◆ DIRECTIONS FOR THIS TASK ◆
Pull out each line in the material below that contains the string "most".

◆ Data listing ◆
★ ★ ★ ★ ★ ★ ★
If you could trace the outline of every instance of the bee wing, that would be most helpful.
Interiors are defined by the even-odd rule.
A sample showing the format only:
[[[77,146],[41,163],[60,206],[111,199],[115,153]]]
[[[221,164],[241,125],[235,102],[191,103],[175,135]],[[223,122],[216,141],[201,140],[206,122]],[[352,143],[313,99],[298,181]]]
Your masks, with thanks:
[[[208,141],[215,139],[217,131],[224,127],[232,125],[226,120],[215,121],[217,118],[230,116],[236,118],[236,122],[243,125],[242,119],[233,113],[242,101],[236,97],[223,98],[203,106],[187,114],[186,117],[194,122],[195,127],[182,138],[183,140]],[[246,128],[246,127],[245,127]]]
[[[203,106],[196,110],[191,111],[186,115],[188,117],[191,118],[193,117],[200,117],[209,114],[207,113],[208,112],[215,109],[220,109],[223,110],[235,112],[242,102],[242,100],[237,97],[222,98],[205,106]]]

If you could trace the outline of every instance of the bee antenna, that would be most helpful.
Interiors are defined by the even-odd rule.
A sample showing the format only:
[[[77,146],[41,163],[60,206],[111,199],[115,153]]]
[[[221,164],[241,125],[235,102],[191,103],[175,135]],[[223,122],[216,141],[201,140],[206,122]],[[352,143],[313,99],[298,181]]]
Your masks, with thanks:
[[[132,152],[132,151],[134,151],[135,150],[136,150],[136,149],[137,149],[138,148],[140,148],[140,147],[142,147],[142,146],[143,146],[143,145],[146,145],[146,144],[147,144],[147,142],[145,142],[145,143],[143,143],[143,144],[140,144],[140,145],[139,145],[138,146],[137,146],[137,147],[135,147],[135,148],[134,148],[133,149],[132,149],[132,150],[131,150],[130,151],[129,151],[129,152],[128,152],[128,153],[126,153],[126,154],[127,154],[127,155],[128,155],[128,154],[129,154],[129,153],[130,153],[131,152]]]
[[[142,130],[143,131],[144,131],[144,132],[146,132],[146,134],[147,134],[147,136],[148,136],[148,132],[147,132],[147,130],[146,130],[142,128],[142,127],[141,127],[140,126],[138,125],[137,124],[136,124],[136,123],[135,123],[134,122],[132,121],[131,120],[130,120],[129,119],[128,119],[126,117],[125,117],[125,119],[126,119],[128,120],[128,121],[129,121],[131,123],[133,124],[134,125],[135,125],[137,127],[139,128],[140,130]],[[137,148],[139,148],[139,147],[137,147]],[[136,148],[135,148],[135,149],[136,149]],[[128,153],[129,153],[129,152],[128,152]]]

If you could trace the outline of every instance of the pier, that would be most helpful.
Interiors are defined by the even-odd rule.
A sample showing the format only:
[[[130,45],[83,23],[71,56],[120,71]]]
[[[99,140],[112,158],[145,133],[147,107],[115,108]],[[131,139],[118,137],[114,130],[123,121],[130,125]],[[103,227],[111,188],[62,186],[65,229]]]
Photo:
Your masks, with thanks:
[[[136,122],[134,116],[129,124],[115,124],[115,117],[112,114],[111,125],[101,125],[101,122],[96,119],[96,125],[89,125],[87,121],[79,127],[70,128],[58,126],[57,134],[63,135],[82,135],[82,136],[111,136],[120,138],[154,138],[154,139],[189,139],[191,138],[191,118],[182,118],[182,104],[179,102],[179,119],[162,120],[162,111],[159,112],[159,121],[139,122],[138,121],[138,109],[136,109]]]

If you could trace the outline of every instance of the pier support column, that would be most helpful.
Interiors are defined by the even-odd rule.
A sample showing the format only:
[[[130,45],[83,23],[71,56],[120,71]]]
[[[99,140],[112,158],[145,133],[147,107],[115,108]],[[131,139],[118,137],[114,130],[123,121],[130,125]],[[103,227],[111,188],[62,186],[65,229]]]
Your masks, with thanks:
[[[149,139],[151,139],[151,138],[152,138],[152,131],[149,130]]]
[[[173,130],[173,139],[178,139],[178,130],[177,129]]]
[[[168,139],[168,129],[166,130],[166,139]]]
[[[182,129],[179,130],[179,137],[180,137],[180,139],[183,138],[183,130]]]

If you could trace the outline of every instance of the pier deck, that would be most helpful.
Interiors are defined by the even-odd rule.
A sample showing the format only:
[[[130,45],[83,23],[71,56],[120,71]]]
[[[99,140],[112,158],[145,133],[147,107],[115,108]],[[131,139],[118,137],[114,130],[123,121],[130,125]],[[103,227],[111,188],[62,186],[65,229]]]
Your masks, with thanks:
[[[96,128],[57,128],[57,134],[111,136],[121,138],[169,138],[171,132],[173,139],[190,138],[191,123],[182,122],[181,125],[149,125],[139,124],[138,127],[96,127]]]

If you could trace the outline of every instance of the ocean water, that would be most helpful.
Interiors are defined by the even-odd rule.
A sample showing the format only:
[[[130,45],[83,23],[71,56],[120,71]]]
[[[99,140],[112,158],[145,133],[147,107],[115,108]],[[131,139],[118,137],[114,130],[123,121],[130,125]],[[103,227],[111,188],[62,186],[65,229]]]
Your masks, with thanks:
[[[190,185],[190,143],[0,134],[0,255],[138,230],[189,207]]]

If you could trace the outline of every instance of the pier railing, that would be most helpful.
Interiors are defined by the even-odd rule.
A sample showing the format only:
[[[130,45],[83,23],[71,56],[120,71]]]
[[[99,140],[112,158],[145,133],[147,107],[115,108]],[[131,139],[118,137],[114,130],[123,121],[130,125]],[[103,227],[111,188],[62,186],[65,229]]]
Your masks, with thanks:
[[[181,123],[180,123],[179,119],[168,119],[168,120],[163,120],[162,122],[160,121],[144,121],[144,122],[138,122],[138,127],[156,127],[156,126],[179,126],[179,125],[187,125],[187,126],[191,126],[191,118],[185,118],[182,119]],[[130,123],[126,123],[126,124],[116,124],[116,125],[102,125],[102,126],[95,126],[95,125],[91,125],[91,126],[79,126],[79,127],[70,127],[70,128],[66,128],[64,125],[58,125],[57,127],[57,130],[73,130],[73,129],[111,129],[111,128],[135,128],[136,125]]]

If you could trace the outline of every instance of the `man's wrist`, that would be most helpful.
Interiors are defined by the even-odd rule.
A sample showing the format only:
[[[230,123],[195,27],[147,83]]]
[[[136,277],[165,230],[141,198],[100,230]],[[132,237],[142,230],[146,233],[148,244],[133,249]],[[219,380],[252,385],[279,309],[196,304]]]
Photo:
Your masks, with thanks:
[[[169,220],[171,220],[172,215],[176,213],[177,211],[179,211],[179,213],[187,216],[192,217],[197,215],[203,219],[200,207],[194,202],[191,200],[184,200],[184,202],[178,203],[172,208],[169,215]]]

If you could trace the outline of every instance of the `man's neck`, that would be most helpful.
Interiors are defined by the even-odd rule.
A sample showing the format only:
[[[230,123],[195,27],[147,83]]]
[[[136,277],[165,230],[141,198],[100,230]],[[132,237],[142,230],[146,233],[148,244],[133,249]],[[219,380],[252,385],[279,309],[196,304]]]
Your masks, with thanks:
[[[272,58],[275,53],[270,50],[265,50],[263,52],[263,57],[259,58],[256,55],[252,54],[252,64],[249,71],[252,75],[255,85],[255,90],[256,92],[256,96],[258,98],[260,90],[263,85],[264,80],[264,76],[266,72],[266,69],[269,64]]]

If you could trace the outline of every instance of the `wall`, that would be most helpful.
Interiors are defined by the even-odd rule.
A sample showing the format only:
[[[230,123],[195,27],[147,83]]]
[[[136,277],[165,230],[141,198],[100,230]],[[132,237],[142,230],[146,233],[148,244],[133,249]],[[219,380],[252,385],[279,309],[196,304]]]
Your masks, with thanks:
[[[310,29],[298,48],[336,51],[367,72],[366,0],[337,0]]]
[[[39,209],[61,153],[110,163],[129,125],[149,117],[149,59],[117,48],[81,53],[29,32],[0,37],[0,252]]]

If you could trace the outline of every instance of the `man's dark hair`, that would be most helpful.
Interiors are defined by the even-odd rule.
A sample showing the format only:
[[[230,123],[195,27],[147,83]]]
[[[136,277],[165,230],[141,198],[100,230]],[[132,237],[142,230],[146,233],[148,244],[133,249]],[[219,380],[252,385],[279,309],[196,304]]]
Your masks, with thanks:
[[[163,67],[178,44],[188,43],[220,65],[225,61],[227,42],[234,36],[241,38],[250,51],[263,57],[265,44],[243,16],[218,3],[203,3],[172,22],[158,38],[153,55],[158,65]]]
★ ★ ★ ★ ★ ★ ★
◆ RIGHT ANSWER ◆
If you could trace the outline of every instance of the bee wing, that would be most helpful.
If you could trace the outline of every instance of the bee antenna, that would be most helpful.
If you could trace the outline of every instance of the pier, that would be most helpful.
If you could trace the outline of every instance of the pier support column, that would be most helpful.
If you could trace the outline of every instance of the pier deck, that would be most helpful.
If you could trace the outline of every instance of the ocean water, that would be most helpful.
If you could trace the outline of every instance of the pier railing, that would be most helpful.
If you could trace the outline of every instance of the `man's wrist`, that would be most helpful.
If you could trace the outline of every instance of the `man's neck`, that would be most helpful.
If you could trace the outline of every instance of the `wall`, that would be most helpful.
If you could trace the outline of every instance of the `man's dark hair`, that would be most helpful.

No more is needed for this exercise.